After a few months, however, the job changes you. For one thing, it beats polite hospitality out of your body, which is crucial. I mean, for nice, normal people the response to anybody providing you with hospitality is to be nice back. So what if the pasta is soggy, they gave you something, and when someone gives you something you smile and say thank you. That's manners. It's also no way to be a critic who is useful to the public.

After about six months I had been to enough restaurants to get a sense of what good service was in this town, what good food was, what pricing was. (All of these things are local. Better-than-average food in Minneapolis is not the same as better-than-average food in Aix-en-Provence or Minot, North Dakota.)

And then in October 1997, I wrote my first slam, of MPLS. Cafe, a restaurant I still dislike, years after it closed. "It had been a long hour since I placed an appetizer order," I wrote, "and I might as well have been waiting for a bus for all the fine dining I was doing. I felt like Pamela Anderson at a NAMBLA convention."

I didn't think too much about the review when I wrote it; it just seemed like the truth. But the response sure got my attention: My home phone rang off the hook. This was unexpected. Cooks, servers, and even one server's mother were all leaving messages on my home phone weeping, calling me a liar, and worse. I heard later someone had posted my phone number in the kitchen. I got an unlisted phone number that day.

But City Pages' response was what mattered to me. They didn't even blink.

In retrospect, I think during the weeks after that review ran was when I really became a restaurant critic, when I dug in and decided that certain rather trivial things were in fact worth going to the mat for: the right to have your water glass refilled, the right to eat lobster ravioli without shells in it, the right to have decent wine at a decent mark-up.

It was funny, all my teenage conflations about the nobility of Minnesota and Truth came together in a Bill of Rights for your water glass. And your pad thai.

Over the years, I've learned that the relationship between columnist and community is more collaborative than I could have known at the outset, and I have been, all these years, dazzled by the letters I get from my readers—my dear, literate Minnesotans with your heartfelt, insightful, funny, or otherwise unpredictable takes on the world of food and Dara.

▶ _WORK REQUEST 1_
Name every right that the excerpt on restaurant criticism says the critic decided was worth going to the mat for.
▶ _WORK REQUEST 2_
Revise the passage of the excerpt on restaurant criticism that begins at the words "It was funny, all" and stops after "your pad thai.", replacing "pad thai" with "burrito".

[Saved entries]
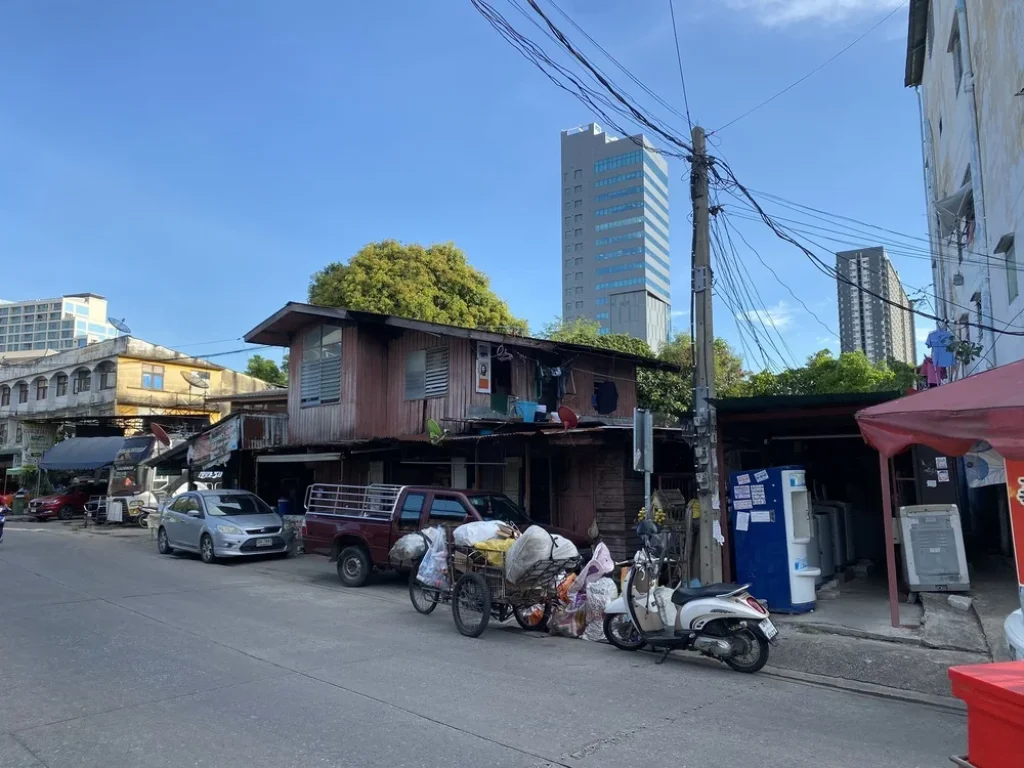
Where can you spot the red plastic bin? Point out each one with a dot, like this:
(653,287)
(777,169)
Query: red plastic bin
(994,697)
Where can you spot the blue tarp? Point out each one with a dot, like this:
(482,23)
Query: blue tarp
(93,453)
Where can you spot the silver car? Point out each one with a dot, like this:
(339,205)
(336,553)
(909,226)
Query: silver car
(220,523)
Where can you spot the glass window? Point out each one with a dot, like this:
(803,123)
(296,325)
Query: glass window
(83,381)
(153,377)
(446,509)
(412,508)
(320,374)
(427,374)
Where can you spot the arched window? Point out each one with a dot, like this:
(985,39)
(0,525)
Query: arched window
(82,382)
(108,375)
(60,385)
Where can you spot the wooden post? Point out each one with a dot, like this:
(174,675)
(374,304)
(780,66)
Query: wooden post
(887,519)
(525,459)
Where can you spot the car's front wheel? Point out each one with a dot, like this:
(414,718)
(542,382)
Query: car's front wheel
(206,549)
(163,546)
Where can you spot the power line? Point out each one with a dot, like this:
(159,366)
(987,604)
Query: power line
(812,72)
(778,280)
(679,58)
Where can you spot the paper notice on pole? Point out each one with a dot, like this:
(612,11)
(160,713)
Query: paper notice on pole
(758,495)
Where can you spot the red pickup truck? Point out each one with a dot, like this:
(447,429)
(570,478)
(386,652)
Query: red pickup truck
(357,524)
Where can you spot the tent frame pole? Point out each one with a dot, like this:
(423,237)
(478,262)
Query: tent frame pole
(887,517)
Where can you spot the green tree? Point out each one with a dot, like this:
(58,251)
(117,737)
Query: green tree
(266,370)
(434,284)
(825,374)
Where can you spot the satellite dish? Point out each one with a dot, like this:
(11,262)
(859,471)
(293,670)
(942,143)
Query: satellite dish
(195,380)
(435,432)
(120,325)
(567,417)
(160,434)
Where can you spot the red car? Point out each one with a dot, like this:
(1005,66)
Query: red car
(357,525)
(67,504)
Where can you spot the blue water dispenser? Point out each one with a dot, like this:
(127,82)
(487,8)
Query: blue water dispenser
(771,530)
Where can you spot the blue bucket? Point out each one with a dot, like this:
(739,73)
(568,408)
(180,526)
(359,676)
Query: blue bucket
(526,410)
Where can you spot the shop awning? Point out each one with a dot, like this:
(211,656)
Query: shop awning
(95,453)
(953,417)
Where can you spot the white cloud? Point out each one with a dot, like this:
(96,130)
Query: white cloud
(781,12)
(777,316)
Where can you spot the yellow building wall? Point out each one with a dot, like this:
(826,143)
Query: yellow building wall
(176,396)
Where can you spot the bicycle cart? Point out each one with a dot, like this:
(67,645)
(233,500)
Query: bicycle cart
(480,590)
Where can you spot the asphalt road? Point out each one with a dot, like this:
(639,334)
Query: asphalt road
(114,655)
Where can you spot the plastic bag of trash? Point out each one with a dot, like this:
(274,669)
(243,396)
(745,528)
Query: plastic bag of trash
(599,594)
(481,530)
(433,567)
(536,545)
(568,620)
(495,550)
(600,564)
(412,546)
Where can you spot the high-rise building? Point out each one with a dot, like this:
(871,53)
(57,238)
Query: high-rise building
(40,327)
(881,330)
(615,252)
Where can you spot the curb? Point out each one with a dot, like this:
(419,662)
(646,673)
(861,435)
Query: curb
(948,704)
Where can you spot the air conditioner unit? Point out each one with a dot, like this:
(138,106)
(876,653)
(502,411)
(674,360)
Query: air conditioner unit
(932,543)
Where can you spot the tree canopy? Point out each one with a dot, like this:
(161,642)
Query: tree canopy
(826,374)
(268,371)
(435,284)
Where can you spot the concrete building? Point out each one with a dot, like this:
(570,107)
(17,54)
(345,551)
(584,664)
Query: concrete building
(39,327)
(866,323)
(615,246)
(105,388)
(967,61)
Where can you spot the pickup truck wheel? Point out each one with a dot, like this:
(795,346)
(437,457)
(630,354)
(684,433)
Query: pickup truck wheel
(353,566)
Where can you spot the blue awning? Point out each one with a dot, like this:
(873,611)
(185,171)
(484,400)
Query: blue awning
(95,453)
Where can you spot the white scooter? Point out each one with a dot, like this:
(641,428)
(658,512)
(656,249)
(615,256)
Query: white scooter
(721,621)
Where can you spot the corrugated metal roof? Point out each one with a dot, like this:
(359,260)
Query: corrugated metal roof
(276,331)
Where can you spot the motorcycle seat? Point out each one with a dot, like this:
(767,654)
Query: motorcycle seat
(684,594)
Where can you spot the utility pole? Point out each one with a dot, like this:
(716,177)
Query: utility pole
(705,444)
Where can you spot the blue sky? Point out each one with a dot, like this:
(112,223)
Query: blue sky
(196,162)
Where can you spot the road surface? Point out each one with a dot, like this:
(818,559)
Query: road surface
(114,655)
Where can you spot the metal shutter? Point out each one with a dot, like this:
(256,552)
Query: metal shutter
(416,373)
(436,373)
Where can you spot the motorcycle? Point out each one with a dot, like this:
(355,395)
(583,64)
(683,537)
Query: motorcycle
(720,621)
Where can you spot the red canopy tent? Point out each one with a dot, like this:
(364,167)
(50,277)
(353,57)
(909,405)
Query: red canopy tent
(950,419)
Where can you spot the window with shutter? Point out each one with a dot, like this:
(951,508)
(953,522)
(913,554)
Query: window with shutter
(436,376)
(320,373)
(426,374)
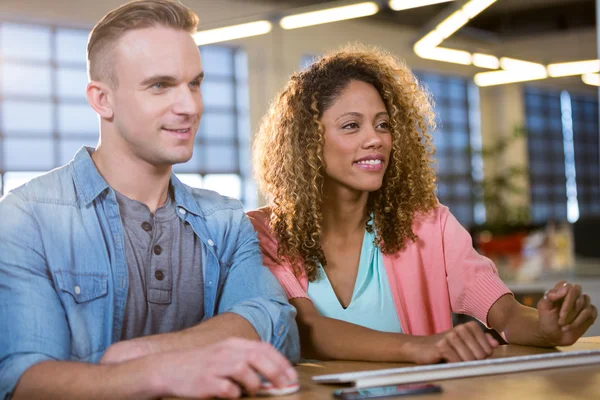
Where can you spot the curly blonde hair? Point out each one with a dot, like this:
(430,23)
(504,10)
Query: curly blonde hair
(288,153)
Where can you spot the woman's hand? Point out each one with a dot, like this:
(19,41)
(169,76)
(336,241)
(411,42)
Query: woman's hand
(565,314)
(465,342)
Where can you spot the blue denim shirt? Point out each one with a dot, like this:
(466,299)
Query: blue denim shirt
(64,277)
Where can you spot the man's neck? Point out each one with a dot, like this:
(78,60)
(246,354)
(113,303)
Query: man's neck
(133,178)
(344,212)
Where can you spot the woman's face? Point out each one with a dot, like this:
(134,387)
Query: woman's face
(357,137)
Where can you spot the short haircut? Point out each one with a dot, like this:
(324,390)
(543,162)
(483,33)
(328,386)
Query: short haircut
(138,14)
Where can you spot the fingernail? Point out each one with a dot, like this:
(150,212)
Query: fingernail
(292,375)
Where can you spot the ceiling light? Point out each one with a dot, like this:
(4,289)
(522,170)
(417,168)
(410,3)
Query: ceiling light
(429,41)
(232,32)
(444,54)
(453,23)
(591,79)
(475,7)
(516,65)
(574,68)
(329,15)
(503,77)
(485,61)
(398,5)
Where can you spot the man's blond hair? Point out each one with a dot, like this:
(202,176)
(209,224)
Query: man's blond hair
(138,14)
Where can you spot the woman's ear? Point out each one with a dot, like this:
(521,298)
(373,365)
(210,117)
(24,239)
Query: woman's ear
(99,97)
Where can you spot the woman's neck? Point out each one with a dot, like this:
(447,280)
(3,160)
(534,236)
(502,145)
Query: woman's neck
(344,212)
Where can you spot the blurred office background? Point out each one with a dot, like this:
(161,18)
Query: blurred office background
(517,140)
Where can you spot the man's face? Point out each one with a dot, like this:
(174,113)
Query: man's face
(157,104)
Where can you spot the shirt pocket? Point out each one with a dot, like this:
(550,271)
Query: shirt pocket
(85,300)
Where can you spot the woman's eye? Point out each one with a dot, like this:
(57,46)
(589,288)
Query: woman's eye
(351,125)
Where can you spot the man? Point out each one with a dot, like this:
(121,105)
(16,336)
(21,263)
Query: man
(111,259)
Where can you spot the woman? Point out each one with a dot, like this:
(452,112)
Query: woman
(372,262)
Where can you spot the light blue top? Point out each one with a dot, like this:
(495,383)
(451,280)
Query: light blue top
(372,305)
(64,277)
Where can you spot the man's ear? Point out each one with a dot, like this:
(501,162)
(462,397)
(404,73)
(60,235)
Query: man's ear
(99,97)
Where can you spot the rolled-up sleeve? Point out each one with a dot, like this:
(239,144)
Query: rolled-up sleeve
(252,292)
(473,281)
(34,327)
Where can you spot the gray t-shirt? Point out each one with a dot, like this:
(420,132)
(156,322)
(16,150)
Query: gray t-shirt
(166,287)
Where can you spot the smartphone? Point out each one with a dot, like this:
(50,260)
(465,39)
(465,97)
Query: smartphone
(387,391)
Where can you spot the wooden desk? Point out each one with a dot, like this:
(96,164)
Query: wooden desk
(568,383)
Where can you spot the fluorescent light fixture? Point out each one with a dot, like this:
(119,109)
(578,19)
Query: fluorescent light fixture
(503,77)
(591,79)
(453,23)
(573,68)
(485,61)
(232,32)
(429,41)
(516,65)
(444,54)
(398,5)
(475,7)
(329,15)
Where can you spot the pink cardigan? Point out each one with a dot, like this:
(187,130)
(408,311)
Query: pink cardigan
(429,278)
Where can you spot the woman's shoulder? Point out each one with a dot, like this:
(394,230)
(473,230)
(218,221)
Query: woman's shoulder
(430,219)
(260,214)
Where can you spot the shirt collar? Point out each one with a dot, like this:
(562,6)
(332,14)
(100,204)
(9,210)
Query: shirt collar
(88,181)
(90,184)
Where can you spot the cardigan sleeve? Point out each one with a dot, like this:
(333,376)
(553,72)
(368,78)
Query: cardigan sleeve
(295,287)
(473,282)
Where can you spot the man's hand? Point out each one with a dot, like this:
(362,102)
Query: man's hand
(565,314)
(127,350)
(465,342)
(222,370)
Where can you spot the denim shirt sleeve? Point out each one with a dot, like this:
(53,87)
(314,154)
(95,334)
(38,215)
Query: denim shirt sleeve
(251,291)
(34,326)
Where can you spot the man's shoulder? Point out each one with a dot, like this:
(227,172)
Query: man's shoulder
(211,202)
(53,187)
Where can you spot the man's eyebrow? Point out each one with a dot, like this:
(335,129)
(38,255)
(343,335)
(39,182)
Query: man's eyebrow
(158,78)
(167,79)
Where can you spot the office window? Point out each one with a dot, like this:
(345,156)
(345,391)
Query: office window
(222,159)
(546,155)
(45,118)
(453,142)
(584,110)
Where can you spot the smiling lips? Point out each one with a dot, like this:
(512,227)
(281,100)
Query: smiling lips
(370,163)
(183,133)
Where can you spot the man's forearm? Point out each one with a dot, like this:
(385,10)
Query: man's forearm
(72,380)
(218,328)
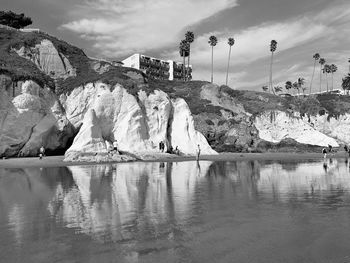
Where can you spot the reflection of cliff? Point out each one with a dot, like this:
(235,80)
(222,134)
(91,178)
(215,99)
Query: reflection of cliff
(327,176)
(147,207)
(112,198)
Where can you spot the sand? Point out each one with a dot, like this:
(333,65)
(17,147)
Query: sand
(57,161)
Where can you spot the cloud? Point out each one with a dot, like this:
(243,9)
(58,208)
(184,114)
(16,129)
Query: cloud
(252,44)
(122,27)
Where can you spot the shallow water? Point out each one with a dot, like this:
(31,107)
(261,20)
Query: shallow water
(244,211)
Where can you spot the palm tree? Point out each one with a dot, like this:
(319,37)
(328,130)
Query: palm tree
(288,85)
(346,84)
(231,42)
(334,68)
(296,86)
(273,47)
(212,42)
(321,61)
(316,57)
(301,82)
(189,37)
(184,50)
(278,89)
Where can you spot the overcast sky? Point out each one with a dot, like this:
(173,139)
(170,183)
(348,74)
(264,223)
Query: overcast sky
(115,29)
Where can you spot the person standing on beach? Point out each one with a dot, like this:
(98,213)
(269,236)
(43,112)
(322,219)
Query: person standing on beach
(41,152)
(115,146)
(198,152)
(330,148)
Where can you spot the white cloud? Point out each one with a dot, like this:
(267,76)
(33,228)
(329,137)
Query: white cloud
(121,27)
(251,44)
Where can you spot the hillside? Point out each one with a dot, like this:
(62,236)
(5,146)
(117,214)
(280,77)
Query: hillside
(57,84)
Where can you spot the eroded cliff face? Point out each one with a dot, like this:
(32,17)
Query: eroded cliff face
(48,59)
(274,126)
(236,129)
(138,123)
(31,119)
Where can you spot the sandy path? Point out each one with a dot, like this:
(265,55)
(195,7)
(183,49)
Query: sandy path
(56,161)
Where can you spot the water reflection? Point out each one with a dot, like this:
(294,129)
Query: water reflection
(150,208)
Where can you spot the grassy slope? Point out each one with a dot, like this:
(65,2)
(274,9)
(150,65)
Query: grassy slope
(253,102)
(22,69)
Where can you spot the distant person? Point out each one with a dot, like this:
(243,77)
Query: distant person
(330,148)
(115,146)
(325,166)
(41,152)
(198,152)
(324,151)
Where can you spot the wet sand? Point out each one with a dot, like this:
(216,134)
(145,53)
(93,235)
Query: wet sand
(57,161)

▶ _WRITTEN RESPONSE 1_
- The right to have your water glass refilled
- The right to eat lobster ravioli without shells in it
- The right to have decent wine at a decent mark-up

▶ _WRITTEN RESPONSE 2_
It was funny, all my teenage conflations about the nobility of Minnesota and Truth came together in a Bill of Rights for your water glass. And your burrito.